**Given exercise:** Please resume the passage below about Good Morning America's coverage of the health care bill protests, picking up after its final sentence.

Good Morning America co-host Robin Roberts on Tuesday pressed Minnesota Governor Tim Pawlenty to account for the "tone" of conservatives and Republicans following the passage of health care legislation. Speaking of protests in Washington over the weekend, she complained, "And some things that didn't help, and I don't know if you agree or not, the tone, the tone that it took."

Guest co-host Bill Weir uttered similar disapproval of the "vitriol." He talked to White House senior advisor David Axelrod and worried, "How do you regard this white-hot anger we heard yesterday?" Weir also opined that some Americans are "violently opposed" to the legislation.

During Roberts' segment with Pawlenty, she forced the potential 2012 candidate to respond to liberal complaints about tea partiers: "I want to play something that Barry [sic] Frank said in responding to a homophobic slur that was directed at him." After playing the clip, Roberts continued to try and associate a few inappropriate comments with the conservative movement: "Barney Frank saying, of course, you can disagree. That's the American way. But the manner in which it has taken, do you agree with him, that, in some ways, it's being egged on?"

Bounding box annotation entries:
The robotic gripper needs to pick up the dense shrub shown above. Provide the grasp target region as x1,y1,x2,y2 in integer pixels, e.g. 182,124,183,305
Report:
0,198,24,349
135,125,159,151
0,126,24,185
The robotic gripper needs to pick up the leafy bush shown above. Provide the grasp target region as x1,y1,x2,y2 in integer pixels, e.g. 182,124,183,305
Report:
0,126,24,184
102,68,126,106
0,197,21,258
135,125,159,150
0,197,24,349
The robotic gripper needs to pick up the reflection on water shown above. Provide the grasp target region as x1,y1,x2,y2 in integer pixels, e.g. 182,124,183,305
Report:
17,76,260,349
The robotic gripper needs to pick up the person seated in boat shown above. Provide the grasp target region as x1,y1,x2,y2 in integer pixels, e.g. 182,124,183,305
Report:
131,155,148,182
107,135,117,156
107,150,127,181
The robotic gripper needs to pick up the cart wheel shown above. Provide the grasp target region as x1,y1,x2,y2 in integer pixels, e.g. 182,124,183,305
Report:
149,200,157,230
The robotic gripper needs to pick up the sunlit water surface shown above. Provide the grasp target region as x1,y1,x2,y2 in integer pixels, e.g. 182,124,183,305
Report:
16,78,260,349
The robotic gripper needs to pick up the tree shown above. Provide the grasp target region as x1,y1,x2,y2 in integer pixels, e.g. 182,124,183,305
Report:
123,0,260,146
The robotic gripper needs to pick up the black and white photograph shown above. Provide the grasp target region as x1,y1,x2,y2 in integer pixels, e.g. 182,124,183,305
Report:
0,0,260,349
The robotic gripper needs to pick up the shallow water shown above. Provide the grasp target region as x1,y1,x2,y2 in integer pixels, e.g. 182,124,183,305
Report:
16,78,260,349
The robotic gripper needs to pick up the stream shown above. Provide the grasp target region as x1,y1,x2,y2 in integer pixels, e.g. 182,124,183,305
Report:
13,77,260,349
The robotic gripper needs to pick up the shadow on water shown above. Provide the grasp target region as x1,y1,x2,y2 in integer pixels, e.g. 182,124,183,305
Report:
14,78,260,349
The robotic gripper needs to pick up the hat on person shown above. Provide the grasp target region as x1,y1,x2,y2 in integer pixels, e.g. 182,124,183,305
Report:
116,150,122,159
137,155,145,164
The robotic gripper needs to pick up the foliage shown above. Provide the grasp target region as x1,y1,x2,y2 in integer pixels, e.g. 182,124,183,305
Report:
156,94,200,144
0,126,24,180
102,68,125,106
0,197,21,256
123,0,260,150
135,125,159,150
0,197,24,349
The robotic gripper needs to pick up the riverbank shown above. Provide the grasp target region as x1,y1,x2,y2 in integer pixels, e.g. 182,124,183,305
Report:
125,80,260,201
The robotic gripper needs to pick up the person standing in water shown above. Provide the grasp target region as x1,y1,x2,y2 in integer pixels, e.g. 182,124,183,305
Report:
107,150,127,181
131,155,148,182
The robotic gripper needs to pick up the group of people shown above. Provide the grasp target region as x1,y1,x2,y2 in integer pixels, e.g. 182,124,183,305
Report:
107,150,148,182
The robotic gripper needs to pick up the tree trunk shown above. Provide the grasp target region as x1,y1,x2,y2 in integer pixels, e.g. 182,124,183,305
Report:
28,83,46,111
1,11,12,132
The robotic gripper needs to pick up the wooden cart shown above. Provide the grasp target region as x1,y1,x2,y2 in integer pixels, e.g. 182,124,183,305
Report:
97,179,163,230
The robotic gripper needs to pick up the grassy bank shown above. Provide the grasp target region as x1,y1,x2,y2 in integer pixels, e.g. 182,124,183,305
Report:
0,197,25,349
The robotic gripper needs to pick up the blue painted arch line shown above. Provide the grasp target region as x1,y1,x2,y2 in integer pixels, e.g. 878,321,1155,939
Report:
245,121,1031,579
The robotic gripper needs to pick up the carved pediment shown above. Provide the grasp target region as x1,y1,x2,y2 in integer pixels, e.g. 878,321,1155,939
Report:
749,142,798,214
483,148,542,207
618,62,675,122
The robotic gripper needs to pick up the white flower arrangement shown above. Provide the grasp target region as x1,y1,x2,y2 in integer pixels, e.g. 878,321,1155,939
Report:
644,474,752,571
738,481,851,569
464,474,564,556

**Expected answer:**
However, on Monday, Politico quoted Frank smearing the protesters: "It's like the Salem witch trials, and health care is the witches." Will the Congressman be held to account by journalists for his lowering of the "tone?"

As Roberts teased the segment at the top of the show, she lauded the unanimity within the studio. Explaining that regular host George Stephanopoulos was out, Roberts gushed, "We're happy to have Bill Weir with us. And if we could just have the same friendly spirit on Capitol Hill." The host contemplated, "If only. Hmm."

Earlier in the piece, Roberts challenged Pawlenty about "critics" who say that opposing the legislation in court is "nothing more than an attempt to gut the bill." She quizzed, "And why not spend time and energy on trying to make it work the best way it can?"

A transcript of the March 23 segment, which aired at 7:07am EDT, follows:

7:01

ROBIN ROBERTS: George is off today. We're happy to have Bill Weir with us. And if we could just have the same friendly spirit on Capitol Hill.

BILL WEIR: If only.

ROBERTS: If only. Hmm.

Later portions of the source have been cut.